Traduisez en anglais cette phrase de la page consacrée au roman Partonopeus : « Melior s’était éprise de Partonopeus sur le simple récit de sa merveilleuse beauté. »

● PAGE:
-*-

Contexte de la création
modifierLe roman a été composé dans le dernier quart du XIIe siècle, avant 1188, date à laquelle Aimon de Varennes termine son roman Florimont où plusieurs éléments de l'intrigue rappellent Partonopeus[1],[n 2], sans doute dans l'entourage des comtes de Blois[2],[3]. La date de composition proposée varie entre 1177-1180[4] et 1180-1185[5],[6].
L'attribution à Denis Piramus, un écrivain anglo-normand du XIIe siècle, qui avait été proposée en 1838[7] n'est plus retenue[8] ; il est à noter que Piramus connaît le roman, qu'il cite dans le prologue de sa Vie seint Edmund le Rei pour souligner qu'il est apprécié à l'instar des lais de Marie de France, mais que ses vers comme ceux de Marie manquent selon lui de véracité :
« Cil ki Partonope trova
E ki les vers fist e rima
Forment se pena de bien dire [...]
Si dist bien de cele matire
Cume de fable e de menceunge ;
La matire ressemble sunge
[...]
Si est il tenu pur bon mestre
E les vers en sunt mult amez
E en cez riches curz loëz.
E Dame Marie altresi
Ki en rime fist e basti
E compassa les vers de lais
Ke ne sunt pas de tut verais
E si en est el mult lodée
E la rime par tut amée. »
L'histoire
modifierLe jeune Partonopeus, âgé de treize ans, de la famille des comtes de Blois, est le neveu du roi de France, Clovis. Il s’égare au cours d’une partie de chasse au sanglier dans la forêt d’Ardenne et découvre un navire magique, voguant sans voile et sans équipage, qui le transporte à Chief d’Oire, une ville merveilleuse de l’empire byzantin, identifiable avec Constantinople. Melior, héritière de l'empire, y vit dans un château enchanté, où tout se fait par magie, sans âme qui vive. Melior s’était éprise de Partonopeus sur le simple récit de sa merveilleuse beauté. Elle rejoint Partonopeus chaque nuit, pendant deux ans et demi, et lui promet de l'épouser s'il respecte un interdit : il ne doit jamais chercher à la voir ; leurs ébats amoureux se déroulent dans l'obscurité. Elle rend Partonopeus invisible pour les habitants de Chef d’Oire, qui sont invisibles pour lui.

-*-

● DONNÉES AFFICHÉES:
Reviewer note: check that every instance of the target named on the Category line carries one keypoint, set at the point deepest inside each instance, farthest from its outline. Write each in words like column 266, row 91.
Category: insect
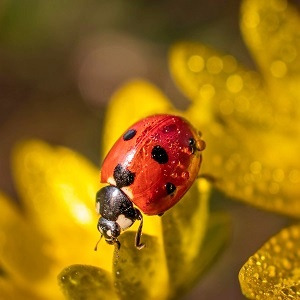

-*-

● LA RÉPONSE:
Melior had fallen in love with Partonopeus merely from hearing of his marvelous beauty.